Re: [gentoo-dev] rfc: why are we still distributing the portage tree via rsync?

2018-07-03 Thread grozin

On Tue, 3 Jul 2018, Matt Turner wrote:

On Tue, Jul 3, 2018 at 11:38 AM Rich Freeman  wrote:

4.  by default git tends to accumulate history, which can eat up disk
space.  I imagine this could be automatically trimmed if users wanted,
though during syncing it would at least need to store all the commits
between the last fetched and next-fetched, and that means fetching
things that might have been subsequently removed/changed


This is why I have not switched to git. I have /usr/portage on a
separate 1GB partition (with distfiles and packages stored elsewhere).
The ebuild tree is 600MB with rsync and cannot fit on the partition
with git.

I'd be happy to switch if the space requirements were similar.
Same here. One cannot avoid 3 things: death, taxes and insufficient 
hard-disk space.


Andrey



Re: [gentoo-dev] rfc: why are we still distributing the portage tree via rsync?

2018-07-03 Thread Matt Turner
On Tue, Jul 3, 2018 at 12:36 PM Rich Freeman  wrote:
>
> On Tue, Jul 3, 2018 at 12:22 PM Matt Turner  wrote:
> >
> > On Tue, Jul 3, 2018 at 11:38 AM Rich Freeman  wrote:
> > > 4.  by default git tends to accumulate history, which can eat up disk
> > > space.  I imagine this could be automatically trimmed if users wanted,
> > > though during syncing it would at least need to store all the commits
> > > between the last fetched and next-fetched, and that means fetching
> > > things that might have been subsequently removed/changed
> >
> > This is why I have not switched to git. I have /usr/portage on a
> > separate 1GB partition (with distfiles and packages stored elsewhere).
> > The ebuild tree is 600MB with rsync and cannot fit on the partition
> > with git.
> >
>
> git clone https://github.com/gentoo-mirror/gentoo.git . --depth 1
> ...
> du -sh .
> 662M.
>
> So, with a shallow clone it seems comparable.
>
> The issue is getting git to constantly trim, probably along the lines of:
> https://stackoverflow.com/a/34829535

Exactly. I'm not sure git can automatically trim out history on git
pull and I'm even less sure it would be able to do it without
temporarily exceeding 1GB of storage.



Re: [gentoo-dev] rfc: why are we still distributing the portage tree via rsync?

2018-07-03 Thread Matt Turner
On Tue, Jul 3, 2018 at 12:33 PM Matthias Maier  wrote:
>
>
> On Tue, Jul  3, 2018, at 11:22 CDT, Matt Turner  wrote:
>
> > I'd be happy to switch if the space requirements were similar.
>
>  $ git clone --depth=1 https://github.com/gentoo-mirror/gentoo
>
> occupies 662M on my machine (just tested). With full history
> (i.e. without --depth=1) I am at 1.1GB.

Wait a week and emerge --sync again; it won't fit.



Re: [gentoo-dev] rfc: why are we still distributing the portage tree via rsync?
------------------------------
- **EXERCISE TASK A**
Could you recast the records as a numbered list, with blank lines left out, covering the lines from the one that contains "Annotate the wood grain" through the end of the records, inclusive?

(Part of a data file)
------------------------------
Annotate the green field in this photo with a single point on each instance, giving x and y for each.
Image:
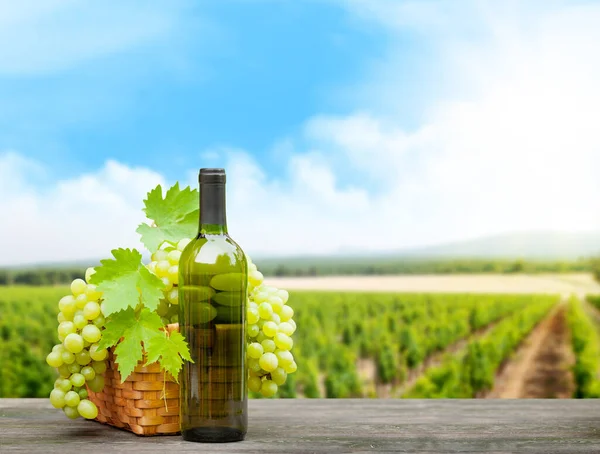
(339, 334)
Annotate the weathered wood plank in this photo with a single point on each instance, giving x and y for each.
(304, 425)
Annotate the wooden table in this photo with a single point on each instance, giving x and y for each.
(304, 425)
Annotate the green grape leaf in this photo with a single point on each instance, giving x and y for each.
(125, 282)
(175, 216)
(130, 334)
(169, 351)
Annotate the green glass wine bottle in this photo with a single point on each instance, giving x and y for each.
(213, 276)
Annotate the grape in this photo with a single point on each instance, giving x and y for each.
(77, 380)
(254, 384)
(67, 357)
(268, 345)
(74, 342)
(168, 284)
(66, 328)
(65, 385)
(268, 388)
(293, 323)
(276, 303)
(284, 357)
(81, 301)
(268, 362)
(54, 359)
(91, 333)
(91, 310)
(89, 273)
(286, 328)
(286, 313)
(270, 329)
(72, 399)
(261, 297)
(79, 321)
(87, 409)
(99, 367)
(279, 376)
(254, 365)
(182, 244)
(57, 398)
(71, 412)
(255, 350)
(96, 384)
(74, 367)
(78, 286)
(64, 371)
(291, 368)
(265, 310)
(283, 341)
(83, 357)
(98, 354)
(88, 372)
(284, 295)
(174, 256)
(92, 293)
(67, 305)
(253, 330)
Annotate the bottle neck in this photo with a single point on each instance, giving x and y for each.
(213, 219)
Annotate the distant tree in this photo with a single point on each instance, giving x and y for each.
(596, 268)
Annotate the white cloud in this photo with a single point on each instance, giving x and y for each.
(77, 219)
(52, 35)
(511, 145)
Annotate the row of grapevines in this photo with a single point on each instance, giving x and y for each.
(594, 300)
(27, 318)
(586, 347)
(398, 331)
(474, 369)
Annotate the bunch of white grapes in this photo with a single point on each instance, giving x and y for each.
(77, 357)
(269, 327)
(165, 264)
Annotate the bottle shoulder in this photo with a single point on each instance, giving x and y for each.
(220, 251)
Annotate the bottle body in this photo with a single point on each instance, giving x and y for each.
(213, 276)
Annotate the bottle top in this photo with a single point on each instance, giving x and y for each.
(212, 176)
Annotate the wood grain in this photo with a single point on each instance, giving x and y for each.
(332, 426)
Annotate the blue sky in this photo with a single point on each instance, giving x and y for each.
(424, 122)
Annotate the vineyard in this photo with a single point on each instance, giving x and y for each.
------------------------------
- **EXERCISE TASK B**
Answer these questions on the gentoo-dev thread:
(i) How large is the separate partition that holds /usr/portage?
(ii) How much space does the clone occupy with full history, without --depth=1?
(iii) What three things does Andrey say one cannot avoid?

- **EXERCISE OUTPUT A**
1. Annotate the wood grain in this photo with a single point on each instance, giving x and y for each.
2. (332, 426)
3. Annotate the blue sky in this photo with a single point on each instance, giving x and y for each.
4. (424, 122)
5. Annotate the vineyard in this photo with a single point on each instance, giving x and y for each.

- **EXERCISE OUTPUT B**
(i) 1GB
(ii) 1.1GB
(iii) Death, taxes and insufficient hard-disk space